##### Excerpt to read
Wednesday, March 30, 2011

Cavities - In the News

In case you missed today's edition of the Deseret News:

Cavities: Pass it on

Published: Wednesday, March 30, 2011 9:08 a.m. MDT 

By Lois M. Collins, Deseret News







Add this to the growing list of reasons regular dental checkups and good oral hygiene are important: Cavities are contagious. Just like a cold or flu, you can "catch" cavities — or rather, the bacteria that contribute to caries — from kisses and shared spoons, for instance.

It's not new news, since studies dating back to the 1990s have clearly shown that specific bacteria, such as mutans streptococci (MS), can be passed back and forth, as can Actinobacillus actinomycetemcomitan, gingivitis and other cavity-promoting mouth crud. The cavities themselves are caused "primarily by bacteria that cling to teeth and feast on particles of food from your last meal. One of the byprodicts they create is acid, which destroys teeth," says Anahad O'Connor in a New York Times question-and-answer piece this week.
##########
**Work to be completed**
Extend the news article on contagious cavities, picking up after its last sentence. The material after this point is not needed.
##### Collected data
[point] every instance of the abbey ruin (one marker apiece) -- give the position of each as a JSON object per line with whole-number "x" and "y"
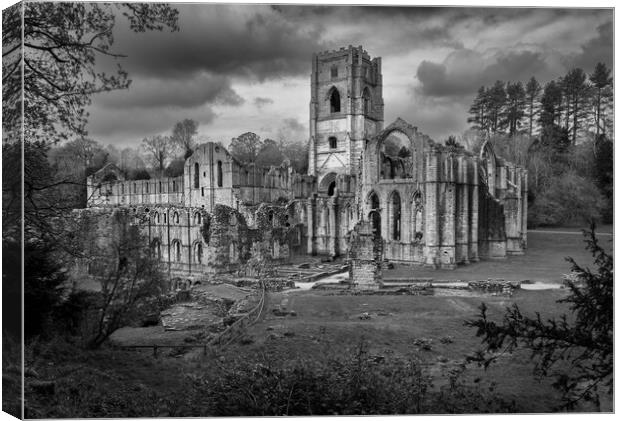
##########
**Task answer**
Sugar's not off the hook, either. It feeds the bacteria. So everything you've heard about sugar's negative effect on teeth — and the need to brush regularly and thoroughly — is true.

But anything that transmits any minute particle of saliva from one person's mouth to another, "like talking closely to the child," can get the tooth-destroying process started, notes Bradlee Dental Care, a dental practice in Alexandria, Virginia.

The Times article says that children and infants are particularly susceptible to the MS bacterium.

The U.S. National Library of Medicine in the National Institutes of Health lists two groundbreaking studies that changed thinking on the topic. The first, out of the University of Helsinki, Finland, in 1993, showed the transmission between spouses, looking at four particular couples to show what happened. Then, in 2007, researchers at the University of Queensland documented the transmission of the MS bacteria, which it called "cariogenic" to children from parents. And it noted that preventing cavities should include "timely control of colonization of the cariogenic bacteria in the mouths of young children."